--- Given task ---
Put the entries below into a two-column CSV with the headers instruction and points, one row per entry, each field in double quotes and any line breaks turned into spaces. Leave the pictures out.
--
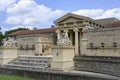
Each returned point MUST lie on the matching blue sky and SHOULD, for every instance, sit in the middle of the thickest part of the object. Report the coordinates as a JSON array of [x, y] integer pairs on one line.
[[42, 13]]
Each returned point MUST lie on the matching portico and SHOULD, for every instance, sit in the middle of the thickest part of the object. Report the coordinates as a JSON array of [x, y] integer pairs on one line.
[[73, 25]]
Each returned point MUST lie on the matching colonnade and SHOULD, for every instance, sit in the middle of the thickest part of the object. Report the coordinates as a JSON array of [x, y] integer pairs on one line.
[[75, 30]]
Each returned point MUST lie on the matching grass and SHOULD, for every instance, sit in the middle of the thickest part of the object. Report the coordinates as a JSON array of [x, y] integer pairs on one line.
[[9, 77]]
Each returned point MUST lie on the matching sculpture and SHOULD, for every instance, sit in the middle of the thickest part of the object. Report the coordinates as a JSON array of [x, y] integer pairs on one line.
[[11, 42]]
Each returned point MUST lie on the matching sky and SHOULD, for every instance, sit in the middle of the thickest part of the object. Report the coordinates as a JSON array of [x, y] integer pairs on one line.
[[42, 13]]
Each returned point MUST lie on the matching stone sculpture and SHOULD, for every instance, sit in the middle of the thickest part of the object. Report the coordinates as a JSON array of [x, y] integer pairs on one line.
[[64, 40], [11, 42]]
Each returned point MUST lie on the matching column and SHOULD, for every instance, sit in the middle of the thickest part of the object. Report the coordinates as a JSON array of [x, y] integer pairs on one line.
[[76, 41], [58, 34], [71, 37], [80, 41], [66, 33]]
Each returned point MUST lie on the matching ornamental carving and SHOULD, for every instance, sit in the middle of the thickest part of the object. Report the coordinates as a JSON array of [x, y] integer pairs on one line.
[[64, 40], [11, 42]]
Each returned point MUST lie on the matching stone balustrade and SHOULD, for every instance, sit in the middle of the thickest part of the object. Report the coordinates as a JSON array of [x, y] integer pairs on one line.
[[30, 62]]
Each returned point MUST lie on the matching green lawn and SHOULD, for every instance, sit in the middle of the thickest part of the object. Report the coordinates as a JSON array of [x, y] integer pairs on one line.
[[8, 77]]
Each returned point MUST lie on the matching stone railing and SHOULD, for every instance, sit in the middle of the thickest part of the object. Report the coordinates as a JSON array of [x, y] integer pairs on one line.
[[100, 64], [31, 62]]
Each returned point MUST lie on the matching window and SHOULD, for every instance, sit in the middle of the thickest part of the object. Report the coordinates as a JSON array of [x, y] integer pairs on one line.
[[102, 45]]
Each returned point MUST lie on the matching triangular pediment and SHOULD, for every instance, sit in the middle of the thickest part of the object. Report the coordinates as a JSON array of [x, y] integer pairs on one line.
[[71, 18]]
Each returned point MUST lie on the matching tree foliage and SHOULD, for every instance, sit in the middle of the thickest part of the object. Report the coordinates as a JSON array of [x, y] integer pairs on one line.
[[1, 37], [14, 30]]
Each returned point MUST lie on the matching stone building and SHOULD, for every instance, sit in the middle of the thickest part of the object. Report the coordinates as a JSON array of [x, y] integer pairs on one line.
[[35, 42], [78, 29]]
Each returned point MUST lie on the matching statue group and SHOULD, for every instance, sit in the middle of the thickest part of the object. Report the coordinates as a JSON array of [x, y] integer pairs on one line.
[[64, 40], [9, 42]]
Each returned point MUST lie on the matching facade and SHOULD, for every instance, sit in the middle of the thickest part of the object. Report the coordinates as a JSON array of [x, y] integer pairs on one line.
[[35, 42], [78, 29]]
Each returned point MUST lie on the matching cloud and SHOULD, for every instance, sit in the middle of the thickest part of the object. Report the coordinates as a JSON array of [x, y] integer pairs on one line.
[[29, 13], [4, 4], [99, 13]]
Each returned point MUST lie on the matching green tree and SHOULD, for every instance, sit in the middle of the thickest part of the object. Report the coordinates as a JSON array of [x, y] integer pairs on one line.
[[1, 37], [14, 30]]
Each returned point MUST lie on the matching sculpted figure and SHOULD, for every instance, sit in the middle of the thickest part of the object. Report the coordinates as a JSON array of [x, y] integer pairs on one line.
[[64, 40], [11, 42]]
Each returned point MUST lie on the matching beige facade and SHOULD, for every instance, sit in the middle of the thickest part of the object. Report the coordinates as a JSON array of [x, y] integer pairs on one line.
[[7, 54], [74, 25], [35, 44], [62, 58], [103, 42]]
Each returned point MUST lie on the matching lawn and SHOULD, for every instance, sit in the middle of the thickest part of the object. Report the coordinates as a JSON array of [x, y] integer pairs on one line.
[[8, 77]]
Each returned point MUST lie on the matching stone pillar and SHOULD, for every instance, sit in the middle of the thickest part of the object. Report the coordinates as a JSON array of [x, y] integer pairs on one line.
[[38, 50], [58, 34], [84, 46], [66, 33], [76, 41], [71, 37]]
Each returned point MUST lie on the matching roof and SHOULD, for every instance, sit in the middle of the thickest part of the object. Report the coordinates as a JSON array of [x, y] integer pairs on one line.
[[76, 16], [106, 21], [37, 31], [115, 24]]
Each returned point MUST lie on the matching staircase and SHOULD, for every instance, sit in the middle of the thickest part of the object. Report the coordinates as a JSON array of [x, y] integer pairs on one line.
[[30, 63]]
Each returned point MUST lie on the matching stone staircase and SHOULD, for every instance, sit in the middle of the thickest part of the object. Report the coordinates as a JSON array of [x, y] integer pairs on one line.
[[30, 63]]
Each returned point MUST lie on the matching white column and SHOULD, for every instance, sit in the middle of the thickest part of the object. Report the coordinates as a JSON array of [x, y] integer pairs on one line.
[[76, 41], [58, 34], [71, 37], [66, 33]]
--
--- Output for this task ---
instruction,points
"Each returned point MUST lie on the matching blue sky and SHOULD, for every instance, sit in the middle of the thickest part of the object. Report the coordinates as a JSON array of [x, y] integer pairs on one line.","[[42, 13]]"
"Each returned point MUST lie on the matching portico and SHOULD, for every instance, sit in the middle of the thickest part of the object. Report the coordinates as a JSON array of [x, y] integer pairs on one line.","[[73, 25]]"
"Each returned point MUST lie on the matching colonnade and SHOULD, for every instance, sit in the middle of the thickest part of the object. Report the coordinates as a JSON array of [x, y] integer pairs on one line.","[[75, 30]]"
"Each returned point MUST lie on the matching grass and SHOULD, for every instance, sit in the middle of the thickest part of the object. Report the coordinates as a JSON array of [x, y] integer pairs on one line.","[[9, 77]]"
"Each returned point MUST lie on the matching sculpture and SHOULD, for every instance, sit in the middle of the thickest part of the object. Report the coordinates as a JSON array of [x, y] integer pairs on one line.","[[11, 42]]"
"Each returned point MUST lie on the matching sky and SHOULD, for every instance, sit in the middle of the thickest part of the object. Report the coordinates as a JSON array of [x, y] integer pairs on one line.","[[42, 13]]"
"Each returned point MUST lie on the matching stone sculpture and SHOULD, for every instance, sit in the middle of the thickest part of the object. Report the coordinates as a JSON array of [x, y] integer pairs on one line.","[[64, 40], [11, 42]]"
"Each returned point MUST lie on the matching column and SHOULD, for every instance, sit in the middle of the thickest part of the object. Report the coordinates as a JSON array of [x, y] integer pairs on one line.","[[76, 41], [58, 34], [71, 37], [80, 41], [66, 33]]"
"Each returned point MUST lie on the matching ornamental carving and SHOULD, for every instance, sit in the middle of the thickest part of the object. Report the coordinates as a JSON array of [x, y] integer pairs on one line.","[[64, 40], [11, 42]]"
"Each returned point MUST lie on the matching stone balustrade and SHOULD, for every instance, sit in the middle of the thickest part of the object. Report the coordinates as a JSON array of [x, y] integer pairs on one line.","[[30, 62]]"
"Each returned point MUST lie on the matching green lawn and SHOULD, for every instance, sit in the middle of the thickest part of the object. Report the coordinates as a JSON array of [x, y] integer pairs on one line.","[[8, 77]]"
"Each returned point MUST lie on the matching stone railing and SHOULD, for every instance, sit in the middle of the thickest part of the object. Report the coordinates as a JSON array of [x, y] integer pairs on one line.","[[100, 64], [31, 62]]"
"Each returned point MUST lie on the matching window and SHOULD, for every instance, sit in the middle of the thickest part of the object. Report the coordinates as a JSON array of [x, y] integer pairs on one line.","[[102, 45]]"
"Each returned point MUST lie on the matching triangular pediment and SHOULD, for every instance, sit in the middle of the thickest part of the object. Report the coordinates as a JSON array of [x, y] integer pairs on one line.","[[71, 18]]"
"Each returned point MUST lie on the matching tree foliage and SHOULD, for every instance, sit in the middle of the thickest part of the object. Report the coordinates as a JSON array of [x, y] integer pairs on one line.","[[1, 37], [14, 30]]"
"Each returned point MUST lie on the matching stone building and SHOULD, for every instance, sit in the middle of the thickest part of the object. Report the coordinates as a JSON array of [x, y] integer pairs on one line.","[[35, 42], [78, 29]]"
"Each returned point MUST lie on the matching statue group and SHOULD, for every instance, sit in the middle of the thickest part of the object. Report the coordinates as a JSON array of [x, y] integer pairs on one line.","[[64, 40], [9, 42]]"
"Each returned point MUST lie on the matching facade and SHOULD, for every instance, sit in the middle of the thickest part of the object. Report the coordinates as a JSON array of [x, y] integer pairs on one line.","[[35, 42], [78, 29]]"
"Each returned point MUST lie on the matching cloud and SHOULD, for every instance, sit in the middle of the thickest part of the object. Report the coordinates as a JSON array of [x, y] integer pairs on one line.","[[29, 13], [4, 4], [99, 13]]"
"Each returned point MUST lie on the matching green tree and SHOULD, for every instance, sit in the middle of the thickest part of the object. Report the coordinates as a JSON array of [x, y] integer pairs on one line.","[[1, 37], [14, 30]]"
"Each returned point MUST lie on the matching sculpted figure and SHOULD, for every instance, sit in the middle of the thickest part of the object. Report the coordinates as a JSON array of [x, y] integer pairs on one line.","[[64, 40], [11, 42]]"
"Each returned point MUST lie on the matching beige facade and SHOULD, for every instance, sit in the middle of the thickest part of the object. Report the coordinates as a JSON array of [x, y] integer pairs on one line.","[[7, 54], [74, 25], [35, 44], [62, 58], [103, 42]]"
"Each returned point MUST lie on the matching lawn and SHOULD, for every instance, sit in the middle of the thickest part of the object. Report the coordinates as a JSON array of [x, y] integer pairs on one line.","[[8, 77]]"
"Each returned point MUST lie on the matching stone pillar and SHOULD, for every instance, sit in the middle of the thickest part of the object. Report the coordinates as a JSON array of [x, y] integer pairs on one line.","[[38, 50], [58, 34], [84, 46], [66, 33], [76, 41], [71, 37]]"
"Each returned point MUST lie on the matching roof and SHOULD, for every instance, sit in the middle of the thickest part of the object. Report the coordinates as a JSON array of [x, y] integer pairs on one line.","[[76, 16], [106, 21], [37, 31], [115, 24]]"
"Each returned point MUST lie on the matching staircase and SHOULD, for every instance, sit in the middle of the thickest part of the object. Report the coordinates as a JSON array of [x, y] integer pairs on one line.","[[30, 63]]"
"Each returned point MUST lie on the matching stone staircase and SHOULD, for every instance, sit in the middle of the thickest part of the object. Report the coordinates as a JSON array of [x, y] integer pairs on one line.","[[30, 63]]"
"Each returned point MUST lie on the matching white column and SHOULD, for every instance, sit in the middle of the thickest part of the object. Report the coordinates as a JSON array of [x, y] integer pairs on one line.","[[76, 41], [58, 34], [71, 37], [66, 33]]"